INPUT FOR THIS TASK:

>>>>>

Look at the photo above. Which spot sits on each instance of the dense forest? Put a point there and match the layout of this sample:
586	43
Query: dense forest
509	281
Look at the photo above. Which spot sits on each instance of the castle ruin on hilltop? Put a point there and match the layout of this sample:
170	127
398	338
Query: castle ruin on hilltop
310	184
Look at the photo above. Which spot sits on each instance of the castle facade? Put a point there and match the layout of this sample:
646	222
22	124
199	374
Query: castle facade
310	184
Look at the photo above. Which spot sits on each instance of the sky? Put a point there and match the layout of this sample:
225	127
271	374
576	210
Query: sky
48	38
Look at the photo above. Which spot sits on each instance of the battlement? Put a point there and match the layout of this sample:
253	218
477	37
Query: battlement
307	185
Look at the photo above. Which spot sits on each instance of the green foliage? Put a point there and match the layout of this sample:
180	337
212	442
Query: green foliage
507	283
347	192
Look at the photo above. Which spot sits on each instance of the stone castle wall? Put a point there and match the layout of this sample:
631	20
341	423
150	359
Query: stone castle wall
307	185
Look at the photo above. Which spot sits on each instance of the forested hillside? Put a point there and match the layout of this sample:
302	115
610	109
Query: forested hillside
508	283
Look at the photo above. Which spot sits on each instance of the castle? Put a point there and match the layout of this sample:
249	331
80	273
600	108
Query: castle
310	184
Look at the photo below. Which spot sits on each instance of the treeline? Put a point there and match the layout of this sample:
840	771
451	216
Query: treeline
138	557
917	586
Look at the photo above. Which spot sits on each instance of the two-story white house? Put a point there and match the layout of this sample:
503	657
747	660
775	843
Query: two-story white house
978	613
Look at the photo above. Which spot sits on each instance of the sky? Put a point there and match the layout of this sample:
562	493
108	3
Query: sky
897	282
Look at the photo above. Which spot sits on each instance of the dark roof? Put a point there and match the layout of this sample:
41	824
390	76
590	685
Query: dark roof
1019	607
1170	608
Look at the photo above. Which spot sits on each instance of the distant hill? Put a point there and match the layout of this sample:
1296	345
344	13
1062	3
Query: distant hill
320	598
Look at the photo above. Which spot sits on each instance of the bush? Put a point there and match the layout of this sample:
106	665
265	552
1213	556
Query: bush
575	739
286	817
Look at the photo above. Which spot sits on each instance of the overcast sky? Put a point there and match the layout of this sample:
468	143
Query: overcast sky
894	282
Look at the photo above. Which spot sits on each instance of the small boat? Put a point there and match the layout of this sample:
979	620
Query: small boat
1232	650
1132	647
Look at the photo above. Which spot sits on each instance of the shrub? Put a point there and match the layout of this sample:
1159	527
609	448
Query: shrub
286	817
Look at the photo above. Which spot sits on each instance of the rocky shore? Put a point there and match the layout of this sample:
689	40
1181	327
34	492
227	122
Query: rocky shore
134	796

<<<<<

DESCRIPTION OF THE TASK:
Transcribe the whole listing exactly.

TASK ANSWER:
Look at the photo above. Which spot sits on each instance of the dense forest? Put a point there and match the layout of this sample:
586	43
Query: dense forest
509	281
Look at the photo above. Which spot sits on each instance of the castle ruin on hilltop? Put a point there and match the layout of this sample:
170	127
398	338
Query: castle ruin on hilltop
310	184
Look at the photo above. Which spot sits on each instance of the castle facade? Put a point there and match the layout of this sample:
646	222
22	124
199	374
Query: castle facade
310	184
Look at the photo above. Which spot sits on each instance of the sky? Put a point there and match the layout of this sample:
225	127
271	374
576	210
Query: sky
48	38
Look at the photo above. Which spot sits on each instance of the battlement? Put a point there and match the layout of this sample:
253	218
477	37
Query: battlement
307	185
Look at the photo above. Which spot sits on each instance of the green foliage? Put a point there and match the layout of this sample:
180	337
212	442
Query: green foliage
507	283
347	192
Look at the photo above. Which spot sits on each instance of the stone castle wall? Put a point there and match the layout of this sample:
631	20
341	423
150	359
Query: stone castle wall
307	185
Look at the photo above. Which spot sits on each instance of the forested hillside? Put a point there and match the layout of this sample:
302	115
610	109
Query: forested hillside
508	283
Look at the photo above. Which spot sits on each instance of the castle? Put a point there and match the layout of this sample:
249	331
80	273
600	108
Query: castle
310	184
Look at the photo below. Which spot sits on each instance of the treeline? Put a point there and match the layout of this sample:
840	771
451	216
Query: treeline
138	557
917	586
Look at the photo above. Which spot sits on each instance of the two-story white house? Put a point there and match the layout of this sample:
503	657
747	660
775	843
Query: two-story white house
978	613
Look at the photo above. Which spot sits on each instance of the sky? Put a point there and match the layout of this sample:
562	493
108	3
Query: sky
897	282
Look at the photo above. Which spot sits on each instance of the dark roof? Put a point there and match the layout of this sample:
41	824
390	76
590	685
Query: dark roof
1019	607
1170	608
Look at the photo above. Which spot sits on each instance of the distant hill? Put a point there and match the layout of this sample:
1296	345
344	13
1062	3
Query: distant hill
320	598
Look at the photo above. Which spot sits on each instance of the bush? Put a point there and match the layout of this sample:
106	665
265	552
1213	556
Query: bush
575	739
286	817
Look at the photo above. Which spot sits on each instance of the overcast sky? Put a point there and match the layout of this sample:
468	143
Query: overcast sky
894	282
Look at the photo above. Which spot sits on each instance of the small boat? Put a point there and match the layout of this sample:
979	620
Query: small boat
1232	650
1132	647
Look at the photo above. Which spot sits on each instance of the shrub? Put a point there and match the layout of this sample:
1159	527
609	448
Query: shrub
286	817
Look at the photo above. Which spot sits on each instance of the rocky shore? Put a point there and match the layout of this sample:
689	40
1181	327
34	492
227	122
Query: rocky shore
134	796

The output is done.